A word-for-word copy of the entries is the only acceptable reply.

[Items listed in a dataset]

━━━━━━

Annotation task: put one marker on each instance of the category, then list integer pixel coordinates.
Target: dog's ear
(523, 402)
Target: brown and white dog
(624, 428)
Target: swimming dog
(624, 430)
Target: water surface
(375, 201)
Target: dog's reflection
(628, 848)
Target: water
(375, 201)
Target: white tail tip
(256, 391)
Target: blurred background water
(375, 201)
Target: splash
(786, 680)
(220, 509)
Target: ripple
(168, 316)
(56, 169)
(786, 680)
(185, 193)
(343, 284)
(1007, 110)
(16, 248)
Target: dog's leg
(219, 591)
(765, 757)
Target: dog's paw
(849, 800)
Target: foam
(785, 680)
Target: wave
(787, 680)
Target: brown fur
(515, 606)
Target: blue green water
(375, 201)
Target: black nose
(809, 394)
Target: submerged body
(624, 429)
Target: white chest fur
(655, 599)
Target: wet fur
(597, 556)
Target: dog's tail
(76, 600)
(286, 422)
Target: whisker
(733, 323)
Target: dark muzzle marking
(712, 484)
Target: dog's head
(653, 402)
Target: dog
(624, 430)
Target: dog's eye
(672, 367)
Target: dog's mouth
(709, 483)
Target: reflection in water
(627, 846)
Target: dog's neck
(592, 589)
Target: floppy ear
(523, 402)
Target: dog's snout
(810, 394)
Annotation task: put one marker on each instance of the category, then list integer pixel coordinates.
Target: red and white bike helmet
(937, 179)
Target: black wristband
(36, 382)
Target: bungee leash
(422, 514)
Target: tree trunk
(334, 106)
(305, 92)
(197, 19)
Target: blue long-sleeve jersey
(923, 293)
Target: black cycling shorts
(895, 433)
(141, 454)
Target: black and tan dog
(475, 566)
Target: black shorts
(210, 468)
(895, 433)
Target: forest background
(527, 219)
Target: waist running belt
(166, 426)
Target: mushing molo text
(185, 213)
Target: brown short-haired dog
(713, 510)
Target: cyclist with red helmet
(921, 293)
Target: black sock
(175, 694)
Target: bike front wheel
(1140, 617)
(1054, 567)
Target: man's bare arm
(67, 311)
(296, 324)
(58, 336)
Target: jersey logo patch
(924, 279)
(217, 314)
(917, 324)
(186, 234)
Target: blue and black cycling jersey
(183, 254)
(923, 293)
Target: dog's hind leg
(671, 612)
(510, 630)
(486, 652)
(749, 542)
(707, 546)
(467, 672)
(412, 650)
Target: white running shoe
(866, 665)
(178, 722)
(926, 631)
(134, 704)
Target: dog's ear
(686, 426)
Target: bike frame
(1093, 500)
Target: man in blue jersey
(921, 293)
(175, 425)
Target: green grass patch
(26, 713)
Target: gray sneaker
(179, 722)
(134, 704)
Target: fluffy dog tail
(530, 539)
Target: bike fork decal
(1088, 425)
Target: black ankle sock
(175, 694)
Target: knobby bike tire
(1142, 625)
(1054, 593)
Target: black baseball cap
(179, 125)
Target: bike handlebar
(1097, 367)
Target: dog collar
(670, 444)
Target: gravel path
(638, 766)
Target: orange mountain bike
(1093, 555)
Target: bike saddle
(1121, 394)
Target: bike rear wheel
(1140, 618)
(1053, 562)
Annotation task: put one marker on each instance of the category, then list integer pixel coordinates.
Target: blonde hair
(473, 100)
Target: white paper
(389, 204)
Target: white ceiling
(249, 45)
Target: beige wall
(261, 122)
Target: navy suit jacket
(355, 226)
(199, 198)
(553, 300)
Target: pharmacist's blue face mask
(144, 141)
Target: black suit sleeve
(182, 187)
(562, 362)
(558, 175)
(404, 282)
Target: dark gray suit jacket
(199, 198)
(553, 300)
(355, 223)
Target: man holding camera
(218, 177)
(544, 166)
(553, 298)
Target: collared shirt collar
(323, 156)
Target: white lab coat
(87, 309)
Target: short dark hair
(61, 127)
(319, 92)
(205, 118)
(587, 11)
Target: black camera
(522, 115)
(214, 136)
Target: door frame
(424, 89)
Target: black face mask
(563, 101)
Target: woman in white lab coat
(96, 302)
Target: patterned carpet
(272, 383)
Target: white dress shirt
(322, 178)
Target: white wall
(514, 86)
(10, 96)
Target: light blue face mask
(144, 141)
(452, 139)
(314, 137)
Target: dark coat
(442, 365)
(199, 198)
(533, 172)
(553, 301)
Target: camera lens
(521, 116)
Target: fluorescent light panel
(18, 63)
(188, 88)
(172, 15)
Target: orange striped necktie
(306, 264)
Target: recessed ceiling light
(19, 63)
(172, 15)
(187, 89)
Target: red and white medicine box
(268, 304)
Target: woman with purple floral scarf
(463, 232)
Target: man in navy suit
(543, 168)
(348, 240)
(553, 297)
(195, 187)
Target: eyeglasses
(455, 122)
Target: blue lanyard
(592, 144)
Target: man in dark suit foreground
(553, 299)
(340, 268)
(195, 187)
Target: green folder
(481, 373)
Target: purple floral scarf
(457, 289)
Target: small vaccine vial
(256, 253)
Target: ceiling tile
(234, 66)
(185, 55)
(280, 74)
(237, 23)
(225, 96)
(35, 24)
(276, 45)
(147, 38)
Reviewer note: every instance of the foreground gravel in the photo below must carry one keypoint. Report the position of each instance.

━━━━━━

■ Answer section ■
Annotation task: put one marker on each instance of the category, then list integer pixel coordinates.
Target: dog's ear
(523, 402)
Target: brown and white dog
(624, 428)
Target: swimming dog
(624, 430)
Target: water surface
(375, 201)
Target: dog's reflection
(628, 848)
Target: water
(375, 201)
Target: white tail tip
(256, 391)
Target: blurred background water
(375, 201)
Target: splash
(786, 680)
(220, 509)
Target: ripple
(168, 316)
(56, 169)
(786, 680)
(185, 193)
(343, 284)
(1007, 110)
(16, 248)
Target: dog's leg
(219, 591)
(765, 757)
Target: dog's paw
(849, 800)
Target: foam
(785, 680)
Target: wave
(787, 680)
Target: brown fur
(515, 606)
Target: blue green water
(375, 201)
Target: black nose
(809, 394)
Target: submerged body
(624, 429)
Target: white chest fur
(655, 599)
Target: wet fur
(597, 556)
Target: dog's tail
(76, 600)
(286, 422)
Target: whisker
(733, 323)
Target: dark muzzle marking
(712, 484)
Target: dog's head
(653, 402)
Target: dog
(624, 430)
Target: dog's eye
(672, 367)
Target: dog's mouth
(709, 483)
Target: reflection in water
(627, 846)
Target: dog's neck
(592, 589)
Target: floppy ear
(523, 402)
Target: dog's snout
(810, 394)
Annotation task: put one marker on each instance of the category, then list integer pixel coordinates.
Target: red and white bike helmet
(937, 179)
Target: black wristband
(36, 382)
Target: bungee leash
(422, 514)
Target: tree trunk
(334, 106)
(305, 92)
(197, 19)
Target: blue long-sleeve jersey
(923, 293)
Target: black cycling shorts
(895, 433)
(141, 454)
Target: black and tan dog
(475, 566)
Target: black shorts
(210, 468)
(895, 433)
Target: forest background
(527, 219)
Target: waist running belt
(166, 426)
Target: mushing molo text
(185, 213)
Target: brown short-haired dog
(713, 510)
Target: cyclist with red helmet
(921, 293)
Target: black sock
(175, 694)
Target: bike front wheel
(1140, 617)
(1054, 567)
Target: man's bare arm
(67, 311)
(296, 324)
(58, 336)
Target: jersey logo patch
(924, 279)
(217, 314)
(917, 324)
(186, 234)
Target: blue and black cycling jersey
(183, 254)
(923, 293)
Target: dog's hind leg
(671, 612)
(510, 630)
(486, 652)
(749, 542)
(707, 546)
(467, 672)
(412, 650)
Target: white running shoe
(866, 665)
(178, 722)
(926, 631)
(134, 704)
Target: dog's ear
(686, 426)
Target: bike frame
(1093, 500)
Target: man in blue jersey
(921, 293)
(175, 425)
Target: green grass patch
(26, 713)
Target: gray sneaker
(179, 722)
(134, 704)
Target: fluffy dog tail
(530, 539)
Target: bike fork decal
(1088, 425)
Target: black ankle sock
(175, 694)
Target: knobby bike tire
(1142, 625)
(1054, 593)
Target: black baseball cap
(179, 125)
Target: bike handlebar
(1097, 367)
Target: dog collar
(670, 444)
Target: gravel path
(638, 766)
Target: orange mountain bike
(1093, 555)
Target: bike saddle
(1121, 394)
Target: bike rear wheel
(1140, 618)
(1053, 562)
Annotation task: put one marker on each instance of the category, then list integer pixel coordinates.
Target: blonde hair
(473, 100)
Target: white paper
(389, 204)
Target: white ceiling
(249, 45)
Target: beige wall
(261, 122)
Target: navy suit jacket
(355, 226)
(199, 198)
(553, 300)
Target: pharmacist's blue face mask
(144, 141)
Target: black suit sleeve
(182, 187)
(562, 362)
(558, 175)
(404, 282)
Target: dark gray suit jacket
(199, 198)
(553, 300)
(355, 223)
Target: man holding camera
(218, 177)
(544, 166)
(553, 298)
Target: collared shirt collar
(323, 156)
Target: white lab coat
(87, 309)
Target: short dark hair
(61, 127)
(319, 92)
(205, 118)
(587, 11)
Target: black camera
(522, 115)
(214, 136)
Target: door frame
(424, 89)
Target: black face mask
(563, 101)
Target: woman in white lab coat
(96, 302)
Target: patterned carpet
(272, 383)
Target: white dress shirt
(322, 178)
Target: white wall
(514, 86)
(10, 96)
Target: light blue face mask
(144, 141)
(452, 139)
(314, 137)
Target: dark coat
(442, 365)
(199, 198)
(533, 172)
(553, 301)
Target: camera lens
(521, 116)
Target: fluorescent light panel
(18, 63)
(188, 88)
(172, 15)
Target: orange striped necktie
(306, 264)
Target: recessed ceiling light
(19, 63)
(172, 15)
(187, 89)
Target: red and white medicine box
(268, 304)
Target: woman with purple floral scarf
(463, 232)
Target: man in navy suit
(543, 168)
(348, 240)
(553, 297)
(195, 187)
Target: eyeglasses
(455, 122)
Target: blue lanyard
(592, 144)
Target: man in dark suit foreground
(553, 299)
(340, 268)
(195, 187)
Target: green folder
(481, 373)
Target: purple floral scarf
(457, 289)
Target: small vaccine vial
(256, 253)
Target: ceiling tile
(234, 66)
(185, 55)
(280, 74)
(237, 23)
(225, 96)
(35, 24)
(276, 45)
(147, 38)
Reviewer note: every instance of the foreground gravel in the photo below must carry one keypoint. Report the position of each instance.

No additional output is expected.